WHAT YOU NEED TO DO: Everything from the line containing "Could you please indicate the foliage" to the last line of the records must be returned verbatim; nothing else belongs in the output.
━━━━━ EXERCISE DATA ━━━━━
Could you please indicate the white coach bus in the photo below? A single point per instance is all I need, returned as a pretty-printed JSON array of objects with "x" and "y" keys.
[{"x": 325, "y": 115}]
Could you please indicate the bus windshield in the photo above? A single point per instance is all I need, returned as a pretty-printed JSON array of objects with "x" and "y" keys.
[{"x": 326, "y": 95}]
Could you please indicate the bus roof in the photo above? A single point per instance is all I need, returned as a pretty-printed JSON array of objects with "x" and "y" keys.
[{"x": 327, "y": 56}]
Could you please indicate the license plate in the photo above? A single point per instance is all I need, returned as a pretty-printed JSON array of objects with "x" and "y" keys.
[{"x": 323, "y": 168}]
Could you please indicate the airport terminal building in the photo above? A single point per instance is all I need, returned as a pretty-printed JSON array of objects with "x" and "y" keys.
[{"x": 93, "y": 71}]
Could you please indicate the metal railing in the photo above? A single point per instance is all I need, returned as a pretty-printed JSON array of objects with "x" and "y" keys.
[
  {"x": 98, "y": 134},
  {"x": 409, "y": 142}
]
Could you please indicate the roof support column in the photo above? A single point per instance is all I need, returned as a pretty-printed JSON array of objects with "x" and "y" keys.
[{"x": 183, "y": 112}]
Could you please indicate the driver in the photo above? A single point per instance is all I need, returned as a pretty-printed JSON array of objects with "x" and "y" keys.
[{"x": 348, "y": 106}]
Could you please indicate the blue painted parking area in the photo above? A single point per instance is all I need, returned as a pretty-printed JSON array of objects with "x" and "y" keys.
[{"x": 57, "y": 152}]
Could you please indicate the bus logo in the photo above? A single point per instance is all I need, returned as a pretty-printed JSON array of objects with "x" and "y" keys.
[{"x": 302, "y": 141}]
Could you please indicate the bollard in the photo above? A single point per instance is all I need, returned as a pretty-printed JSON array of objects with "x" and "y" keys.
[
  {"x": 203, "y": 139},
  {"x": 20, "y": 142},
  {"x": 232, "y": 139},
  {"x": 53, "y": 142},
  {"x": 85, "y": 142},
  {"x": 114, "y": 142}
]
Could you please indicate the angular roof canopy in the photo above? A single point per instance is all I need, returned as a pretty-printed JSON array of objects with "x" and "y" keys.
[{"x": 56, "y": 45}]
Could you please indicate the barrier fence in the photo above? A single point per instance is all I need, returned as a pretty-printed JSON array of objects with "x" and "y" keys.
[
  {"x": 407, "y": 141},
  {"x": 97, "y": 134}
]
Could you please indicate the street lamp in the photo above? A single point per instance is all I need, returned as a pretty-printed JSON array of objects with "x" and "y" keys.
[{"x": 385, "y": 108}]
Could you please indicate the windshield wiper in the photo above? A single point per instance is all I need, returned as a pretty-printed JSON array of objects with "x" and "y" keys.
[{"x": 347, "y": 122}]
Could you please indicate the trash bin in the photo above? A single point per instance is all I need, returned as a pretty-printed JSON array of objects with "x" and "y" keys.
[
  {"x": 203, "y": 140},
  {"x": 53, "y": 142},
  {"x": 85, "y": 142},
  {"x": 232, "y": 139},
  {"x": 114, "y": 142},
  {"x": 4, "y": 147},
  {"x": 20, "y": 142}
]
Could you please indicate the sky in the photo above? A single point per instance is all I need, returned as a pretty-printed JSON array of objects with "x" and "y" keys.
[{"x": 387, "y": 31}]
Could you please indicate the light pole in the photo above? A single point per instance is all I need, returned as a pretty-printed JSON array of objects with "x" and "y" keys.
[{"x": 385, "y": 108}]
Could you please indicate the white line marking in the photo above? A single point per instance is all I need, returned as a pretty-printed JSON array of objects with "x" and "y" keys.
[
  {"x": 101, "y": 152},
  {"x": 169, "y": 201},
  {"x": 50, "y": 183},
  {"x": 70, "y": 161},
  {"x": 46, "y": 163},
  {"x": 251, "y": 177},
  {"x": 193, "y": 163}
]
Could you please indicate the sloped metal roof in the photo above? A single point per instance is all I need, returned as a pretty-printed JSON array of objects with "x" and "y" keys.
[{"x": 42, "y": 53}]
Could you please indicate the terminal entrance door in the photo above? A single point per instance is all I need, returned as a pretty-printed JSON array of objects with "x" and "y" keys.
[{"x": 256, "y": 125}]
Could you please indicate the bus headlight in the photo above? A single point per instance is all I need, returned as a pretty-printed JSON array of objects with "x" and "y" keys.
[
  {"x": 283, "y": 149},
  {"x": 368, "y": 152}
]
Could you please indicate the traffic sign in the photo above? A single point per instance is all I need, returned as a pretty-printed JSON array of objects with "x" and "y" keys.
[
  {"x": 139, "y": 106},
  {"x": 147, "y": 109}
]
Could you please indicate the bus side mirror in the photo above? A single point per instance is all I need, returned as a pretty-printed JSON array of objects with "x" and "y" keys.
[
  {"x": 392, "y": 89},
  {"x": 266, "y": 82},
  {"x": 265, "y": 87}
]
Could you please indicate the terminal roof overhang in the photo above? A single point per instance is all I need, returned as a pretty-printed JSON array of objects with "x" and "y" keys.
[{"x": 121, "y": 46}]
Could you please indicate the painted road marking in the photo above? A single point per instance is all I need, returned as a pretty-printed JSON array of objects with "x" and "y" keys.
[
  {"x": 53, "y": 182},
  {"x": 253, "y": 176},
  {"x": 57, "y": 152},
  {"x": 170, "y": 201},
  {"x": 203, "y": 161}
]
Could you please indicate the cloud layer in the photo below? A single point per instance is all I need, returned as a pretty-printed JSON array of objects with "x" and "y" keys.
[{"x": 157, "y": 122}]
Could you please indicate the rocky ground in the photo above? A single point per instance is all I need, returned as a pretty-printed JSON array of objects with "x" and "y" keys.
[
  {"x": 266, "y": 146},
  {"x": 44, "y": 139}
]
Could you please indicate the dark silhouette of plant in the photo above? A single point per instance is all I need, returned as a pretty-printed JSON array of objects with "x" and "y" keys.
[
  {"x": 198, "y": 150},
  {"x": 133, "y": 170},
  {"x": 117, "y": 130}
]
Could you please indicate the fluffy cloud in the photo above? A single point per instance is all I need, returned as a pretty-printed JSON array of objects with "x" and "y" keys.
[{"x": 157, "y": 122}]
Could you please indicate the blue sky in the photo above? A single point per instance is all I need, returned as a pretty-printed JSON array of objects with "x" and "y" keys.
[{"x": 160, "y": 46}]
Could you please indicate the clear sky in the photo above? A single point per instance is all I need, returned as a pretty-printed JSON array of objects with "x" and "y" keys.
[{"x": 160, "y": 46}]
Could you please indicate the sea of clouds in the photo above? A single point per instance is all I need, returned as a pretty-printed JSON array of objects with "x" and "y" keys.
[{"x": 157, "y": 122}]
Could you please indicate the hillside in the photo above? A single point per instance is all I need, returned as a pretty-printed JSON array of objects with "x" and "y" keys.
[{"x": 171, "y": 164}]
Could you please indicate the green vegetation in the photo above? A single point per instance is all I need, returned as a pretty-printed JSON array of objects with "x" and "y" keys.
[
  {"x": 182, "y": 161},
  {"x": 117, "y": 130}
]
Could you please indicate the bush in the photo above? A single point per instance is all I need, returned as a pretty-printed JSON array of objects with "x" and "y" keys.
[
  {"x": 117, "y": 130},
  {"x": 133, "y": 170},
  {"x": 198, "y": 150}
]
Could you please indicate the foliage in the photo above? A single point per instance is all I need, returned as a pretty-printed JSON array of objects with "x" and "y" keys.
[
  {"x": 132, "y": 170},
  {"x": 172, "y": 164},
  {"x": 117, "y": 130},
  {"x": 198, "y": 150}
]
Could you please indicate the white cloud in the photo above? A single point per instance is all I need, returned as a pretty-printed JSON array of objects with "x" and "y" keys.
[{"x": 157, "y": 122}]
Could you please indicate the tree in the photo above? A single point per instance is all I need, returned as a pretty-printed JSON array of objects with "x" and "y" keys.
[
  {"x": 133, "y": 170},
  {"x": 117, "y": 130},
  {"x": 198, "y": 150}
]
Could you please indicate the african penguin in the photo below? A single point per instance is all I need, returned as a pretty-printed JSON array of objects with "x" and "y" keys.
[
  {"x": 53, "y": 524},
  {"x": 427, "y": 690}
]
━━━━━
EXERCISE RESULT:
Could you please indicate the foliage in the photo above? A single point per instance is all I need, returned as a pretty-printed JSON array of objects with "x" and "y" keys.
[
  {"x": 132, "y": 170},
  {"x": 172, "y": 164},
  {"x": 117, "y": 130},
  {"x": 198, "y": 150}
]
Could you please indicate the white cloud in the photo above? A single point per instance is all I need, returned as a pretty-printed JSON array of objects with "x" and "y" keys.
[{"x": 157, "y": 122}]
Could you please indicate the tree in the photo above? A single point per instance is all I need, returned as a pretty-printed JSON array of objects with "x" and "y" keys.
[
  {"x": 133, "y": 170},
  {"x": 117, "y": 130},
  {"x": 198, "y": 150}
]
Could you please indicate the african penguin in the photo below? A single point per instance is all I need, returned as a pretty-printed JSON array of objects with "x" and "y" keys.
[
  {"x": 53, "y": 524},
  {"x": 427, "y": 690}
]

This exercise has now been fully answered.